◆ **Excerpt**:
.....

Submit an issue View all issues Source
MIR-957

Deploy doesn't stop old stateful sandbox before starting new one (flock conflict)

Done public
phinze phinze Opened Apr 2, 2026 Updated Apr 3, 2026

Summary

When deploying a new version of an app with a provider = "local" disk, the old version's stateful sandbox continues running while the new version's sandbox tries to start. Both mount the same local disk, causing flock conflicts.

Observed behavior

Deploying victoriametrics (which uses a local disk with flock):

  1. Old sandbox victoriametrics-vCZbsR9x (previous version) stayed running

  2. New sandboxes victoriametrics-vCZfG64h tried to start and panicked:

    FATAL: cannot acquire lock on file "/miren/data/local/victoria-metrics-data/flock.lock": 
    resource temporarily unavailable; make sure a single process has exclusive access
    
  3. New sandboxes crash-looped 3 times before the old sandbox was eventually stopped

  4. Once old sandbox went dead, new sandbox started successfully

Expected behavior

For stateful services with local disks, the deploy should stop the old version's sandbox before starting the new one — a rolling deploy isn't possible when they share exclusive access to a local disk.

Environment

  • Cluster: Garden
  • App: victoriametrics ([[services.victoriametrics.disks]] with provider = "local")

.....

◆ **Task inputs**:
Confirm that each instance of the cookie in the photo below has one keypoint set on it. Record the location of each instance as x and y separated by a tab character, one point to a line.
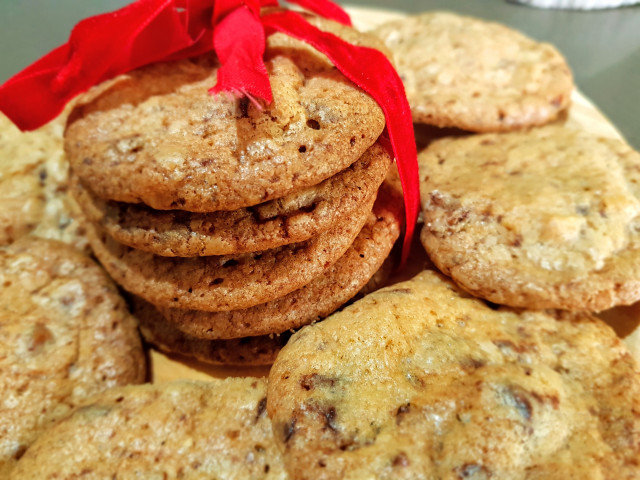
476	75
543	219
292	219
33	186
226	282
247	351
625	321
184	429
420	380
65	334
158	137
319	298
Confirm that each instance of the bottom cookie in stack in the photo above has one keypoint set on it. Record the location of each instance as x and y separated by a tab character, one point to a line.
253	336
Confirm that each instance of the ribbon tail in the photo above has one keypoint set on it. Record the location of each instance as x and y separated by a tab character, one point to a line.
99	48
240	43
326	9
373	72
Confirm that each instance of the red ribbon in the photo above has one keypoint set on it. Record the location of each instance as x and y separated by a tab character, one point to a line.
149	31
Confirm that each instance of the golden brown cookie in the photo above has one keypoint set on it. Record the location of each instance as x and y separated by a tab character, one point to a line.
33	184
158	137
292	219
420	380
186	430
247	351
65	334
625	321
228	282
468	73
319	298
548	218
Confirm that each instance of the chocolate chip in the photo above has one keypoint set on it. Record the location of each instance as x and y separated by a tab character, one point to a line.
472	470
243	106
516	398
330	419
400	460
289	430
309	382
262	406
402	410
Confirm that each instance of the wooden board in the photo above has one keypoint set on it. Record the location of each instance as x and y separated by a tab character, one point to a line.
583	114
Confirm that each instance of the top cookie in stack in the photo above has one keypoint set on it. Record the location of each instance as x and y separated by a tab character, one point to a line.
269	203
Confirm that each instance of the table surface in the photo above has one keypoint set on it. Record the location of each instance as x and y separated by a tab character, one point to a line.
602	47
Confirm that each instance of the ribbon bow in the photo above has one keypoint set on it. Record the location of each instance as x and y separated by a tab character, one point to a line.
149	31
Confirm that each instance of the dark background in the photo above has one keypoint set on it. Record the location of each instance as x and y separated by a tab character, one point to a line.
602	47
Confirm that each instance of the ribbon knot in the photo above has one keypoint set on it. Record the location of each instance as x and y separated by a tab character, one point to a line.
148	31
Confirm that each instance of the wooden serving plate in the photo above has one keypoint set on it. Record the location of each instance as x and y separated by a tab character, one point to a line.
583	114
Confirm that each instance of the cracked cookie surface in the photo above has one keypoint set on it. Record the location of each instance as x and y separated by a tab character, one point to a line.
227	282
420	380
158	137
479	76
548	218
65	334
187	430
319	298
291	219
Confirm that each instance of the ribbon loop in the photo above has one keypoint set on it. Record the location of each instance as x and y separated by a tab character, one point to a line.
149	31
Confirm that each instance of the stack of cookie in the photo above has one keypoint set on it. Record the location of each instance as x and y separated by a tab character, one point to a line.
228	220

.....

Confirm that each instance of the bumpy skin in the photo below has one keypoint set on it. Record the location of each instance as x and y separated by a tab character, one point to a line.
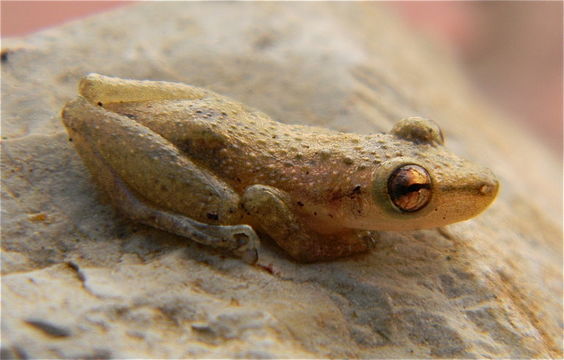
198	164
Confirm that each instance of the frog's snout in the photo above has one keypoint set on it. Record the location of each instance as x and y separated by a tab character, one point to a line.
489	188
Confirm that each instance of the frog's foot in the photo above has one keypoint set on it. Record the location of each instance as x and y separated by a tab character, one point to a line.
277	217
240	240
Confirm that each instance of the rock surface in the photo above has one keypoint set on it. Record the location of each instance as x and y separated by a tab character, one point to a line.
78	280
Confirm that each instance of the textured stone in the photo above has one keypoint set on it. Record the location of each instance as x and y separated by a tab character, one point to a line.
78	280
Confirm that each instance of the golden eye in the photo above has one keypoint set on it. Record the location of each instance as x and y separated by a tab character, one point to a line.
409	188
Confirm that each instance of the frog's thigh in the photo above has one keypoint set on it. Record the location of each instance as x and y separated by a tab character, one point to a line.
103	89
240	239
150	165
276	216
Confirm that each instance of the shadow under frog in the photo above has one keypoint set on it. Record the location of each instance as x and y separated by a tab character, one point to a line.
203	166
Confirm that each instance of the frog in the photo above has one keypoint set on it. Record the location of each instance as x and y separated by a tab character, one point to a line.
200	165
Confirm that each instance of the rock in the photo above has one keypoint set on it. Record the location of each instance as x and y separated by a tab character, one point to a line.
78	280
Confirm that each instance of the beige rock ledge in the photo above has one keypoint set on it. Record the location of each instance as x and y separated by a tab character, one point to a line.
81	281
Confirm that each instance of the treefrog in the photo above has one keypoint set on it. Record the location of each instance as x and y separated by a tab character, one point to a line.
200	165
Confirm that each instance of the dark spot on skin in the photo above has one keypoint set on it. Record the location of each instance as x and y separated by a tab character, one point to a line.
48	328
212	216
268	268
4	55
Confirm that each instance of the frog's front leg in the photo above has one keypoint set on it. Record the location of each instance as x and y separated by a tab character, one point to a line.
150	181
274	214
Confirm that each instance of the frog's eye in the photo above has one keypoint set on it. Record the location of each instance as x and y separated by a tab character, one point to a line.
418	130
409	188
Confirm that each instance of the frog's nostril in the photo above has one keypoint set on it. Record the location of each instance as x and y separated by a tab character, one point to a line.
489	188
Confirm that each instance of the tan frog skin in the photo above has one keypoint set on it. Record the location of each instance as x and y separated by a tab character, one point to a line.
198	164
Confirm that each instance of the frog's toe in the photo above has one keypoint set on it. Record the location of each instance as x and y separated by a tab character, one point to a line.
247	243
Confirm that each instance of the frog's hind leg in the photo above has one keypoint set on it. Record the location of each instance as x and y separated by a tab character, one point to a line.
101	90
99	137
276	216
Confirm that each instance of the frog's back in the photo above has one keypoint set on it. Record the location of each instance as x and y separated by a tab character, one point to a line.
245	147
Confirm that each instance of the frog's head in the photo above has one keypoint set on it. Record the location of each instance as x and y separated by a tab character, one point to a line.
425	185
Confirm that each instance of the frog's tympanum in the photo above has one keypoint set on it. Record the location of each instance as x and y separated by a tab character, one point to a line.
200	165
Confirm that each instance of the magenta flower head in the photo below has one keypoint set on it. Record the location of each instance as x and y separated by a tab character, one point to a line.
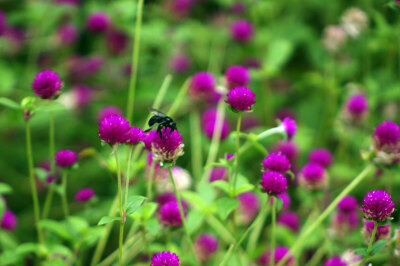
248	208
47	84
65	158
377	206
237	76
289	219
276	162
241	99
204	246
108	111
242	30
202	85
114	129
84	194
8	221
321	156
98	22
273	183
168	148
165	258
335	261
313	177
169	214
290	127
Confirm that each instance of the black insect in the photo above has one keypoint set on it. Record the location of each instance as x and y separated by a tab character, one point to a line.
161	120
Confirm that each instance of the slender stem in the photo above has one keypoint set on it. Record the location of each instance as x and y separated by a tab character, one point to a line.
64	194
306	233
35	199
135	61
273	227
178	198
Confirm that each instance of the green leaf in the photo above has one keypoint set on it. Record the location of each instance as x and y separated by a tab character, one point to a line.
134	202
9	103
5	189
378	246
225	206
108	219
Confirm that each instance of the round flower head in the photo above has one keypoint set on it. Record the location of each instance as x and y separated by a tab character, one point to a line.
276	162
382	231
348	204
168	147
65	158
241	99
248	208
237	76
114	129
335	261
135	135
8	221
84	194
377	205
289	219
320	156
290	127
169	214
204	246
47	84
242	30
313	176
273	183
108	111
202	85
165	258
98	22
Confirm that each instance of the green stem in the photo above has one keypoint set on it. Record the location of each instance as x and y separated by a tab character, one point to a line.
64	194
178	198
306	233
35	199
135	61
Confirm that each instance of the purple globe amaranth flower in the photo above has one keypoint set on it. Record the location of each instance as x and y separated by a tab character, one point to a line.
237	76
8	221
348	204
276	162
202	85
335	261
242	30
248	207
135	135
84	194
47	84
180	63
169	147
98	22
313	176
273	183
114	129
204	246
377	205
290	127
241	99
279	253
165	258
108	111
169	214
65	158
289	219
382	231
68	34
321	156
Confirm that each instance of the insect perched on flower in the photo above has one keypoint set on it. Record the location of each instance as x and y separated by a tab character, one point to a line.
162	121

.....

◆ **Directive 1**: Say whether each statement agrees with the bug report, answering yes or no and quoting the words that decide it: (a) The new sandboxes crash-looped 3 times before the old sandbox was stopped. (b) The old sandbox was stopped before the new sandboxes tried to start. (c) The cluster named in the report is Garden.
◆ **Directive 2**: Find each line of the records that contains the word "wooden", and copy those lines out. Case counts.
The bug report and the records have nothing to do with each other.

◆ **Correct answer 1**:
(a) Yes: "New sandboxes crash-looped 3 times before the old sandbox was eventually stopped"
(b) No: "Old sandbox victoriametrics-vCZbsR9x (previous version) stayed running"
(c) Yes: "Cluster: Garden"

◆ **Correct answer 2**:
Confirm that each instance of the wooden board in the photo above has one keypoint set on it. Record the location of each instance as x and y separated by a tab character, one point to a line.
Confirm that each instance of the wooden serving plate in the photo above has one keypoint set on it. Record the location of each instance as x and y separated by a tab character, one point to a line.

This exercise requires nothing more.